I’m glad you mentioned owner finance and lease to own in the same question. In a way, they’re the same thing. a summary of each;
-Owner finance is possession upon closing, usually in the form of a deed of trust. This works the same as getting a loan and buying a home, except the owner collects the payments. Usually the owner will collect payments through a third party such as a title company and a long term escrow. This way, your insurance and taxes are typically included in the mortgage payment to protect the seller from a disaster or tax foreclosure.
-A lease to own is not considered possession upon closing, but exactly how it reads, leasing until either obtaining finance by the bank, the owner, or cash at the end of the lease term. typically a portion of the lease payments would apply to the purchase price in this event.

Now, why aren’t they very popular? I think the best way to understand this is pros and cons of each. Not only that, but there are pros and cons for each the seller and the buyer, which are sometimes conflicting. In the owner finance situation, the buyer has an opportunity to recover poor credit, and purchase a home today at (presumably) a lower price. On the conflicting inside, the seller is (presumably) selling the home for a lower price today to a buyer with potential credit problems and not receiving a full cash payment to invest elsewhere. Of course in return for this, the seller will be making a return on the interest rate. That interest rate must be sufficient to cover a higher return than the seller would make investing the full cash investment elsewhere today. This might sound weighted towards disadvantages for the seller only, but there are other disadvantages for the buyer. The biggest disadvantage to the buyer in my opinion is the lack of inventory. We are already in short supply, and even shorter, approaching nonexistent supply for owner finance. That means the buyer has very little to choose from, and may be stuck with a home they really don’t want, or can’t afford just to make the terms of the owner finance work. The buyer must determine if this is the only route, even after credit recovery, the buyer can take.
· · · · · · ·
EXERCISE INSTRUCTIONS -
1. According to the passage on owner finance and lease to own, through whom does the owner usually collect payments in an owner finance arrangement?
2. List every way, as given in the passage on owner finance and lease to own, that a lease to own may be paid off at the end of the lease term.
3. Resume the passage on owner finance and lease to own after its final sentence.

DATASET EXCERPT -
· · · · · · ·
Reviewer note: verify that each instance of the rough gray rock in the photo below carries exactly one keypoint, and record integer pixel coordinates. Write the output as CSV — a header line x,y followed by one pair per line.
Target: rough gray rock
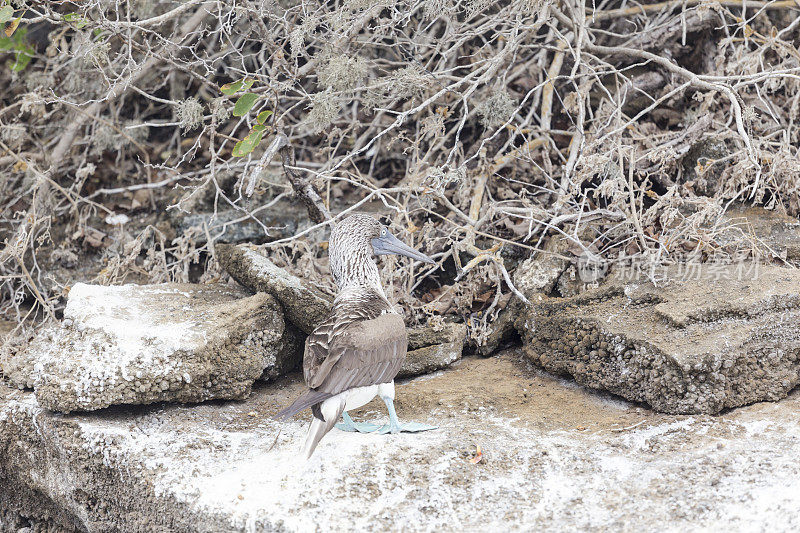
· · · · · · ·
RESULTS FOR EACH TASK -
1. Through a third party such as a title company and a long term escrow.

2. Finance by the bank, finance by the owner, or cash.

3.
With regards to the lease to own situation, this is very similar. However, the buyer may not have credit issues, but simply wants to learn about the area before moving into a purchase. Though the risk might be minimized on the credit aspect for the seller, the other terms remain the same. Even worse, they don’t have the initial cash deposit they would with the owner finance, which would come usually in full payment after the end of the lease term. Moreover, the same inventory and choice issues remain the same for the buyer. The buyer is looking for a home they will enjoy leasing, and living in, all in one. Where neither opportunities are common, this drastically reduces the availability in the number of homes to choose from, both for rent and for sale. In this circumstance I would advise the buyer to find a more affordable rental option, and keep their options wide open for a purchase after their lease is up and they have determined they want to live in the area.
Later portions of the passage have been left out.